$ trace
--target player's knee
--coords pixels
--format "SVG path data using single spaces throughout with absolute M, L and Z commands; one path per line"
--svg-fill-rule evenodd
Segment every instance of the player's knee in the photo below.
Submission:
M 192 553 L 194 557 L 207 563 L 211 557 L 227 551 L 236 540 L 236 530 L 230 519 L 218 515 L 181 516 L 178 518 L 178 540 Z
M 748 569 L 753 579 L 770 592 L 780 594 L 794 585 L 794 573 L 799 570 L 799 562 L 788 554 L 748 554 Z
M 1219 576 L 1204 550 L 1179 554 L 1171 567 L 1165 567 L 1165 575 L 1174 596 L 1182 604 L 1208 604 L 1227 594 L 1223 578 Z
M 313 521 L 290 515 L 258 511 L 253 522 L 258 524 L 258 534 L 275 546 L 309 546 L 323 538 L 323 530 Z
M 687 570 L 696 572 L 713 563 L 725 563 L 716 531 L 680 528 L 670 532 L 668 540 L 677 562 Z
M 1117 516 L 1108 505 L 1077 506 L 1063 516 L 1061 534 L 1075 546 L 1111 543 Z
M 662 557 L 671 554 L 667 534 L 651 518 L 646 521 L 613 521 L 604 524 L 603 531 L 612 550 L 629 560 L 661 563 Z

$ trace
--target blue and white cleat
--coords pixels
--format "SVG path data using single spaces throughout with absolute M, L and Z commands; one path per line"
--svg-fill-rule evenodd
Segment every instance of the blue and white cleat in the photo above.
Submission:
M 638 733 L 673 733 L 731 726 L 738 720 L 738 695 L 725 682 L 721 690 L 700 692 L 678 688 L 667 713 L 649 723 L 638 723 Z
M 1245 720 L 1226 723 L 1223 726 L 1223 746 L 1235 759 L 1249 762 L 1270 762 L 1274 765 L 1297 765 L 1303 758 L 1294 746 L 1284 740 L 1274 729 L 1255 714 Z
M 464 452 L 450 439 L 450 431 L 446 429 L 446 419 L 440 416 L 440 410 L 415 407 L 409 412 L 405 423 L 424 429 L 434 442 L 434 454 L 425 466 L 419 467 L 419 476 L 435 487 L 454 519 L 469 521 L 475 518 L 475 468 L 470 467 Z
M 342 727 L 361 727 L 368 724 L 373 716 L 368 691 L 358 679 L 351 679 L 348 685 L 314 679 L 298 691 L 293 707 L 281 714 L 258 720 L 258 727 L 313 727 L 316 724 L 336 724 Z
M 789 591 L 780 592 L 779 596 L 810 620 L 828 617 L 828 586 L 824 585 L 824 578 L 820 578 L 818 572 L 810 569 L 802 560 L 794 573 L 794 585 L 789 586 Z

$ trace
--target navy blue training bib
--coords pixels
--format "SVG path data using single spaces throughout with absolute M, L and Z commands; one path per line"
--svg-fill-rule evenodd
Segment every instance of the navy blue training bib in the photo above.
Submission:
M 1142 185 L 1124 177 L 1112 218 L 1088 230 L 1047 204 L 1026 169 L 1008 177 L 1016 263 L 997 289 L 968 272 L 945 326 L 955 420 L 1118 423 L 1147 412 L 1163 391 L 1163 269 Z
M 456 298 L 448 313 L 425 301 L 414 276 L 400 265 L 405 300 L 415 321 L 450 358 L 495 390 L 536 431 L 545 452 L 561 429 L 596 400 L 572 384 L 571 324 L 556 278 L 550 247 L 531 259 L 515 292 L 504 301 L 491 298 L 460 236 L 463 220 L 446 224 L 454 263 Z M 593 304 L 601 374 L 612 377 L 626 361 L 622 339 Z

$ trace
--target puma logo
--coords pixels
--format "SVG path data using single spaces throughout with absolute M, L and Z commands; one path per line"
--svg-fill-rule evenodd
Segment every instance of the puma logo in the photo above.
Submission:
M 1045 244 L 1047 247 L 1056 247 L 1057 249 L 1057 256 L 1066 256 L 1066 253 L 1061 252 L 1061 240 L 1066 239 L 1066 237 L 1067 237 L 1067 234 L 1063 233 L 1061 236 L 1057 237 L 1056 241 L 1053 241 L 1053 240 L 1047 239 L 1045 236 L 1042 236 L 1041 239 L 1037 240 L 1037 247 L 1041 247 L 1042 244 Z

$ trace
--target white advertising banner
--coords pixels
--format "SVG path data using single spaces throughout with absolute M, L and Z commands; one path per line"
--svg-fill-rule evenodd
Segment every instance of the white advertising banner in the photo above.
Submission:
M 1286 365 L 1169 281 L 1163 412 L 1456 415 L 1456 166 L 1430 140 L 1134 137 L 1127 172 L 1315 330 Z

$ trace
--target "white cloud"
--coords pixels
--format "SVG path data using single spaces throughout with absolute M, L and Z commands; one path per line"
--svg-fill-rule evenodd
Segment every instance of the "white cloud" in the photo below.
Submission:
---------------
Reproduce every line from the start of the rows through the line holding "M 662 557 L", inclusive, with the request lines unchanged. Increase each coordinate in the answer paths by 125.

▶ Correct output:
$ trace
--target player's knee
--coords pixels
--format "SVG path data using single spaces throughout with absolute M, L and Z commands; one path per line"
--svg-fill-rule evenodd
Segment every instance of the player's knee in the photo below.
Submission:
M 317 678 L 319 682 L 332 688 L 336 682 L 352 676 L 361 665 L 361 655 L 355 644 L 343 640 L 306 641 L 303 643 L 303 665 Z
M 873 694 L 878 704 L 895 717 L 905 719 L 919 710 L 919 698 L 924 695 L 924 687 L 913 679 L 873 679 Z
M 1344 701 L 1329 675 L 1304 679 L 1296 692 L 1290 692 L 1290 700 L 1299 721 L 1307 729 L 1333 729 L 1352 719 L 1348 703 Z
M 438 646 L 415 640 L 383 636 L 378 647 L 383 649 L 383 659 L 400 671 L 434 671 L 448 663 L 448 655 Z
M 812 695 L 821 697 L 838 688 L 850 688 L 841 656 L 805 653 L 795 657 L 793 665 L 802 687 Z
M 1242 641 L 1233 630 L 1202 631 L 1188 641 L 1186 659 L 1200 671 L 1236 668 Z
M 787 682 L 796 679 L 792 659 L 776 643 L 771 646 L 738 646 L 729 649 L 728 656 L 737 675 L 754 685 L 786 688 Z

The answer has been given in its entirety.